Dataset excerpts on object pointing:
•••

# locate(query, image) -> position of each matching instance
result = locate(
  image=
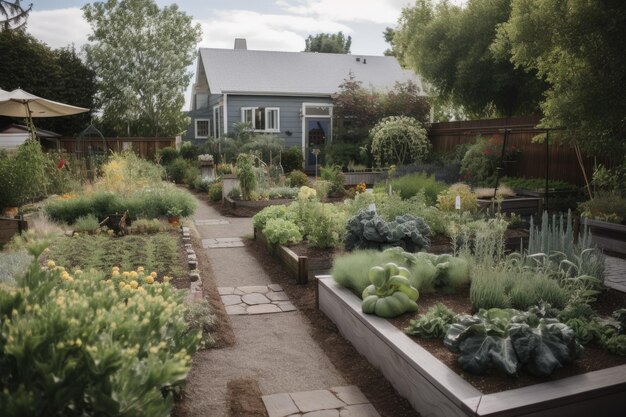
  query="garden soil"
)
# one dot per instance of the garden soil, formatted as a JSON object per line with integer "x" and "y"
{"x": 271, "y": 353}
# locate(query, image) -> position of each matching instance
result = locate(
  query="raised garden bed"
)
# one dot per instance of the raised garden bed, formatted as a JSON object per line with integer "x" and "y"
{"x": 610, "y": 237}
{"x": 299, "y": 267}
{"x": 434, "y": 389}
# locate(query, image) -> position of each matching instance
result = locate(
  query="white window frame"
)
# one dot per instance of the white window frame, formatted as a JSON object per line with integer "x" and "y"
{"x": 217, "y": 123}
{"x": 196, "y": 128}
{"x": 268, "y": 110}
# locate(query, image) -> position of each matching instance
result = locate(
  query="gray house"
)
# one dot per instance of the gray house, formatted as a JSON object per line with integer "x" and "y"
{"x": 285, "y": 93}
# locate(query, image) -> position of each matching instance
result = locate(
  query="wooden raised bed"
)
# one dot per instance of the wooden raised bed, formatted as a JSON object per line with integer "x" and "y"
{"x": 610, "y": 237}
{"x": 299, "y": 267}
{"x": 433, "y": 389}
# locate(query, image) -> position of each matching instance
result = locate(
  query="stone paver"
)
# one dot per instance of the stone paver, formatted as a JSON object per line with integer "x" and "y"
{"x": 341, "y": 401}
{"x": 315, "y": 400}
{"x": 255, "y": 299}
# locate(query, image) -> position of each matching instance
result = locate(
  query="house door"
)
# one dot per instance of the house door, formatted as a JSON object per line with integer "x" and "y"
{"x": 317, "y": 135}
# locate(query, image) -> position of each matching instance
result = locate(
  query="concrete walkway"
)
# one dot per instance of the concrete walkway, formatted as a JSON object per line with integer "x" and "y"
{"x": 275, "y": 349}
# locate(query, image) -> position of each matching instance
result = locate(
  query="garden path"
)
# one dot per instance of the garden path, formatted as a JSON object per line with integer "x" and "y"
{"x": 274, "y": 349}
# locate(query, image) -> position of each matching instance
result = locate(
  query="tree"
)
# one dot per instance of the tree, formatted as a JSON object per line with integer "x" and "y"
{"x": 141, "y": 54}
{"x": 55, "y": 74}
{"x": 578, "y": 48}
{"x": 13, "y": 15}
{"x": 450, "y": 47}
{"x": 332, "y": 43}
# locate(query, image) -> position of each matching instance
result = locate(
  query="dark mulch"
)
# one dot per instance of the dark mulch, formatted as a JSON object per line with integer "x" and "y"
{"x": 354, "y": 368}
{"x": 592, "y": 359}
{"x": 244, "y": 398}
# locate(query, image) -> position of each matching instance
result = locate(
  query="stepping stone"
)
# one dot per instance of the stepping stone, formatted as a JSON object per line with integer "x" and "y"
{"x": 230, "y": 300}
{"x": 286, "y": 306}
{"x": 254, "y": 299}
{"x": 277, "y": 296}
{"x": 279, "y": 405}
{"x": 211, "y": 222}
{"x": 225, "y": 290}
{"x": 350, "y": 395}
{"x": 261, "y": 289}
{"x": 263, "y": 309}
{"x": 315, "y": 400}
{"x": 360, "y": 410}
{"x": 235, "y": 310}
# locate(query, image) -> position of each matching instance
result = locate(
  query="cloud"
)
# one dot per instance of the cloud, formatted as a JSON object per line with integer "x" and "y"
{"x": 381, "y": 11}
{"x": 60, "y": 27}
{"x": 263, "y": 31}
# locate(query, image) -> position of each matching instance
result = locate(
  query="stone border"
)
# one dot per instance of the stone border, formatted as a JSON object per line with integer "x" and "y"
{"x": 433, "y": 389}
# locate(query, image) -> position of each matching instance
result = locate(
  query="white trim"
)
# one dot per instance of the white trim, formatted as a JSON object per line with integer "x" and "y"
{"x": 195, "y": 125}
{"x": 225, "y": 113}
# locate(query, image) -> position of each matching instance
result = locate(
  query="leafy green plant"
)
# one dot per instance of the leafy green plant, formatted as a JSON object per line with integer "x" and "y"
{"x": 398, "y": 140}
{"x": 390, "y": 293}
{"x": 433, "y": 324}
{"x": 281, "y": 231}
{"x": 410, "y": 185}
{"x": 510, "y": 340}
{"x": 368, "y": 230}
{"x": 446, "y": 201}
{"x": 88, "y": 224}
{"x": 298, "y": 178}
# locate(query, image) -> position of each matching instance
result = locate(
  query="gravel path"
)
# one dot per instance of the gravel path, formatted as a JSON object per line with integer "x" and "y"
{"x": 276, "y": 349}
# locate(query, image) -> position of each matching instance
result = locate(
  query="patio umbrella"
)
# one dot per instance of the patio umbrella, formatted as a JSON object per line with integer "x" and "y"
{"x": 19, "y": 103}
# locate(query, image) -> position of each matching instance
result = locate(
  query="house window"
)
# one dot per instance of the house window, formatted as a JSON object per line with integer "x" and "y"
{"x": 217, "y": 121}
{"x": 202, "y": 128}
{"x": 266, "y": 119}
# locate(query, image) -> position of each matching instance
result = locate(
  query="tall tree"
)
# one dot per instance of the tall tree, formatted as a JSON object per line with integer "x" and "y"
{"x": 450, "y": 47}
{"x": 57, "y": 75}
{"x": 13, "y": 15}
{"x": 141, "y": 54}
{"x": 578, "y": 48}
{"x": 333, "y": 43}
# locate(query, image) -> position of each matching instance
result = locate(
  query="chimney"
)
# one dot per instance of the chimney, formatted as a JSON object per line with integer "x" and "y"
{"x": 240, "y": 43}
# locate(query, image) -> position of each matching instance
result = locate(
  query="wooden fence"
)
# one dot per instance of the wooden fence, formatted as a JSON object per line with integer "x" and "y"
{"x": 563, "y": 165}
{"x": 146, "y": 147}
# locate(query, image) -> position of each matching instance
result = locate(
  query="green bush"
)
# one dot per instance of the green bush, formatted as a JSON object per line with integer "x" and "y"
{"x": 88, "y": 224}
{"x": 298, "y": 179}
{"x": 79, "y": 344}
{"x": 399, "y": 140}
{"x": 215, "y": 191}
{"x": 282, "y": 231}
{"x": 411, "y": 185}
{"x": 167, "y": 155}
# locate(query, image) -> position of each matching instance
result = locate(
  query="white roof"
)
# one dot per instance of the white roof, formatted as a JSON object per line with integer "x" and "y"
{"x": 297, "y": 73}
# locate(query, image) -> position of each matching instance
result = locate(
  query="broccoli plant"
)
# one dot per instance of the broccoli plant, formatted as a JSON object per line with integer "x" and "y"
{"x": 390, "y": 294}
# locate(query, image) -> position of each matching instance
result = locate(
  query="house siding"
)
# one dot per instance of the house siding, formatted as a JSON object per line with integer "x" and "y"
{"x": 290, "y": 108}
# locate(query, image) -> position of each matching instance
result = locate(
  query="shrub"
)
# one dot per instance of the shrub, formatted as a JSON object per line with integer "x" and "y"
{"x": 291, "y": 159}
{"x": 282, "y": 231}
{"x": 411, "y": 185}
{"x": 167, "y": 155}
{"x": 397, "y": 140}
{"x": 298, "y": 179}
{"x": 215, "y": 191}
{"x": 245, "y": 174}
{"x": 447, "y": 199}
{"x": 88, "y": 224}
{"x": 112, "y": 345}
{"x": 334, "y": 175}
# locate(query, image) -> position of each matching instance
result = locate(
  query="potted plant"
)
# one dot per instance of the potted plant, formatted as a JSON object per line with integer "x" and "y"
{"x": 173, "y": 215}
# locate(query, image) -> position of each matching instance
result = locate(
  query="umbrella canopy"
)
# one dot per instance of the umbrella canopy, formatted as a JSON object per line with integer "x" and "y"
{"x": 19, "y": 103}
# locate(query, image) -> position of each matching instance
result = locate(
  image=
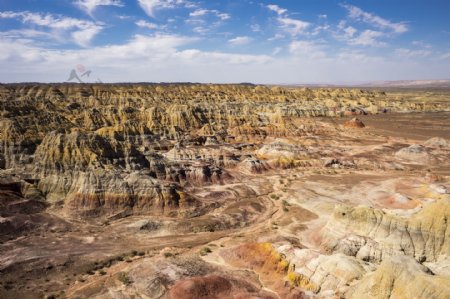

•••

- Exercise aim
Return every line of the listing that contains the string "house".

- Output below
  query="gray house"
# one dot per instance of the gray house, formatted as a JSON object per line with integer "x" and "y"
  query="house door"
# one dot per instance of the house door, formatted as a JSON object per line with integer "x" and "y"
  query="house window"
# one dot per instance of the house window, formatted as a JSON object per line with integer "x" and "y"
  query="house siding"
# one dot per instance of the house siding, formatted as a JSON object per line with integer "x" and "y"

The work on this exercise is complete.